_EXERCISE_.
Count the lines in the listing below that contain the string "pier", treating uppercase and lowercase letters as different, and reply with the number alone.

Object position labeling entries
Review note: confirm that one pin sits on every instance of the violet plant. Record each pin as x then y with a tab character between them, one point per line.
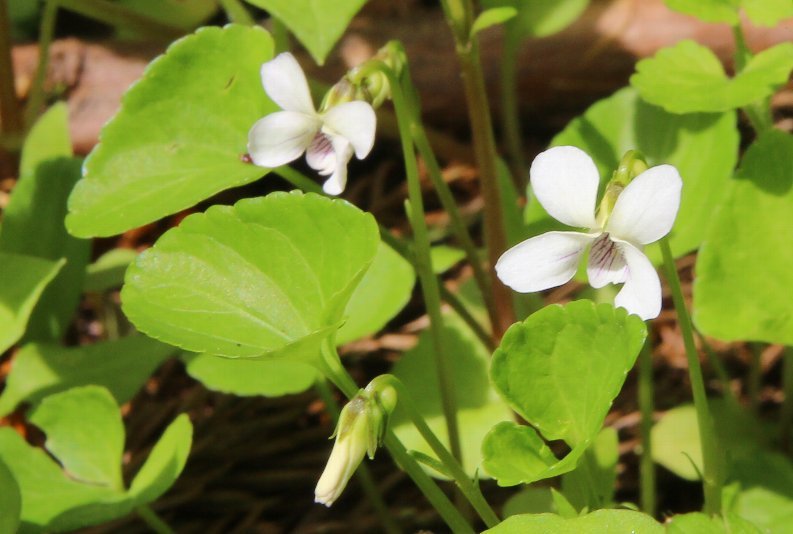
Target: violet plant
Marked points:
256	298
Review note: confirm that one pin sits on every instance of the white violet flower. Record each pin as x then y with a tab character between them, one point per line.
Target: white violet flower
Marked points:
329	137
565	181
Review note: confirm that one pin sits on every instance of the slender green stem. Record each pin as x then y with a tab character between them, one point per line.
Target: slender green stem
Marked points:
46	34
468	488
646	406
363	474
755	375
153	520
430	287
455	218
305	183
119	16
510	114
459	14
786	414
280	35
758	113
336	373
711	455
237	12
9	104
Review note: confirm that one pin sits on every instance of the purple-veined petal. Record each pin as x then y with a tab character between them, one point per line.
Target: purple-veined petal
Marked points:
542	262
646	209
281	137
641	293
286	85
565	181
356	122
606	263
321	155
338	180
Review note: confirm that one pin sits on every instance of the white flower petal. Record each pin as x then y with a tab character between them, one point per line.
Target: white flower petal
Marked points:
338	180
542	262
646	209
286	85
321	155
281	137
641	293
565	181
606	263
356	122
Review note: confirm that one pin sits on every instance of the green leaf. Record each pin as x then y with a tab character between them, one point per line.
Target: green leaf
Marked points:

* * *

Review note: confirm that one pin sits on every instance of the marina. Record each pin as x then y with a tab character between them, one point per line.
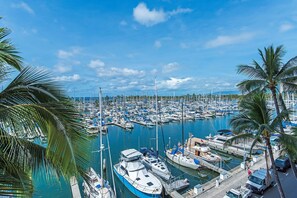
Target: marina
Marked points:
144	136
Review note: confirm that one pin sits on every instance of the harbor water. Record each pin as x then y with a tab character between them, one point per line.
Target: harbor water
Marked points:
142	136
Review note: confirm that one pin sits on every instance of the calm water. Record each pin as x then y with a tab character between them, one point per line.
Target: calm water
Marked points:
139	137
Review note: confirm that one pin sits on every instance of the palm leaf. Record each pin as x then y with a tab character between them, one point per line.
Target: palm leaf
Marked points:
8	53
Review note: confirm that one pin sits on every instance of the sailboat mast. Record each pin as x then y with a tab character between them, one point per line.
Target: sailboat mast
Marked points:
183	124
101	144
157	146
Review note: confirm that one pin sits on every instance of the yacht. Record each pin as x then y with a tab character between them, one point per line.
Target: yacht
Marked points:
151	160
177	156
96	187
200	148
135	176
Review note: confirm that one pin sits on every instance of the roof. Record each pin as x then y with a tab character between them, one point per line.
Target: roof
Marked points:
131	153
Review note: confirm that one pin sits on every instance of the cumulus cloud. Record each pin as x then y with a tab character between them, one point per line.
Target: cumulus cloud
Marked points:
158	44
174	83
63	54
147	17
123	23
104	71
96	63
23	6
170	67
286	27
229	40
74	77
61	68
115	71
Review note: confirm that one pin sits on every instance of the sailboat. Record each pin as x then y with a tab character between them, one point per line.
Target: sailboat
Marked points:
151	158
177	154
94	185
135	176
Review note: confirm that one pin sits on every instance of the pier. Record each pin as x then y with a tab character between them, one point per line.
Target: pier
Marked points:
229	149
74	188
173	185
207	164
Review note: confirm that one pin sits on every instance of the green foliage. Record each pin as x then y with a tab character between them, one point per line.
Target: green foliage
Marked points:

_FINISHED ANSWER_.
2